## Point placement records
──────────────────────────────
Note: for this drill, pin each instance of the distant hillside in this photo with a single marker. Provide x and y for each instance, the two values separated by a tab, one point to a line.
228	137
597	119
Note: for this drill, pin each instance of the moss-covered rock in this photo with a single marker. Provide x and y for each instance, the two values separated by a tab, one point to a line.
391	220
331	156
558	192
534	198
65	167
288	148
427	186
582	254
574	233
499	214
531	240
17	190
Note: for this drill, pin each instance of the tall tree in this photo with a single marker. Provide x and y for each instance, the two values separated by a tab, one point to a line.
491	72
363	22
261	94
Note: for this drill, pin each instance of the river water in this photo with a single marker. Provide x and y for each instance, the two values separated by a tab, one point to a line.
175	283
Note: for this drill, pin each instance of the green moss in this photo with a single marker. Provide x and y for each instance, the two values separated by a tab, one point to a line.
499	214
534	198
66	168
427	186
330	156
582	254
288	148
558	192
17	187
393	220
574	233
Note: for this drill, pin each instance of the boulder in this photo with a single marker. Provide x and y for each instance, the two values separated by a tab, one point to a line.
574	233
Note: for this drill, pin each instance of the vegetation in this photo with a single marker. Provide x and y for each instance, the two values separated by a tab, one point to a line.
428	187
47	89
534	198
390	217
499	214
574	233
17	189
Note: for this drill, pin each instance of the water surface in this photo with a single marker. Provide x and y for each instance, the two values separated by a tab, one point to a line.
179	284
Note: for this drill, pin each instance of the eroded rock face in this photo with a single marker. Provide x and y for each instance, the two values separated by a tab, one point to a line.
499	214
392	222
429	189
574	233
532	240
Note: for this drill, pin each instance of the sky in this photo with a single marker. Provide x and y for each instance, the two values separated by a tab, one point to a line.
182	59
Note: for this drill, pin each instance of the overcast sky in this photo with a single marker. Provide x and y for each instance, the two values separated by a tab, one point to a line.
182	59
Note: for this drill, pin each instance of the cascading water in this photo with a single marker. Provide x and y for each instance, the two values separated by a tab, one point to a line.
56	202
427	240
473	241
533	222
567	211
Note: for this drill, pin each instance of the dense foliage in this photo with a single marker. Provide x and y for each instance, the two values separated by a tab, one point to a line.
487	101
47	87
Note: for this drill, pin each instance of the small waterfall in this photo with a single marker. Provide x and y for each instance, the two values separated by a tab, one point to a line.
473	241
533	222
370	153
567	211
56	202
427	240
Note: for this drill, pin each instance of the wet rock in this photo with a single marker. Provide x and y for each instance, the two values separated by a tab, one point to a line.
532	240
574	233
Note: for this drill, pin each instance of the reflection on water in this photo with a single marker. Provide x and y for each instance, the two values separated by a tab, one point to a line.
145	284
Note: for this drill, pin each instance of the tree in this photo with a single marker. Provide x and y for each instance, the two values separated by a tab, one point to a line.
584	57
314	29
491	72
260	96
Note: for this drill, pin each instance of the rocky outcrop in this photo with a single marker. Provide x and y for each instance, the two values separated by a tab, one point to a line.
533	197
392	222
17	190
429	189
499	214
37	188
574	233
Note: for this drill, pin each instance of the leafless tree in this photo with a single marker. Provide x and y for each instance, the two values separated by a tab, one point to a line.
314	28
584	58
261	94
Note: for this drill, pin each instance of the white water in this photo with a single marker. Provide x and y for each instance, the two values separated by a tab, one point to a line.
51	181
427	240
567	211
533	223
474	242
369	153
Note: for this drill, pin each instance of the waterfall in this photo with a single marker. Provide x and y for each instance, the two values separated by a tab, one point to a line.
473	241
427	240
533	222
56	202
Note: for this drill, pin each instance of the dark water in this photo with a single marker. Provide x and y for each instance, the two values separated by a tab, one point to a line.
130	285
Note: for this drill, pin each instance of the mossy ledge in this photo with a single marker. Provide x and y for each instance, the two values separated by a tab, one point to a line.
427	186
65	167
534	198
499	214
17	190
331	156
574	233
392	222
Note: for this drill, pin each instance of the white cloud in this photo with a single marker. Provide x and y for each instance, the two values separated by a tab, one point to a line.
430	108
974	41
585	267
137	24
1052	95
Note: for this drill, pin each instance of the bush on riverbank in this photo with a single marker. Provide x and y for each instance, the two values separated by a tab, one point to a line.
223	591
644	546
──────────────────────────────
## WHAT THE EXERCISE ASKS
Begin with the line that contains "Note: for this drill, pin each instance of the dark" and set down each line exactly until the records above end, including the final line.

## EXERCISE RESPONSE
Note: for this drill, pin each instance of the dark water in this photo with a single marker. Provide x and y for each instance, the two values separated by a tab, one point to a line.
130	285
Note: for this drill, pin each instance of the mossy ledge in this photo with a single marker. Provide x and y for each instance, the two values separated by a tab, one point to a line.
427	186
65	167
534	198
499	214
17	190
331	156
574	233
392	222
Note: for this drill, pin each instance of the white cloud in this photo with a single marker. Provide x and y for each instance, the two values separated by a tab, one point to a line.
430	108
974	41
585	267
137	24
1052	95
Note: for this drill, pin each instance of the bush on riverbank in this photo with a single marker. Provide x and y for each instance, the two values separated by a tab, one point to a line.
223	591
644	546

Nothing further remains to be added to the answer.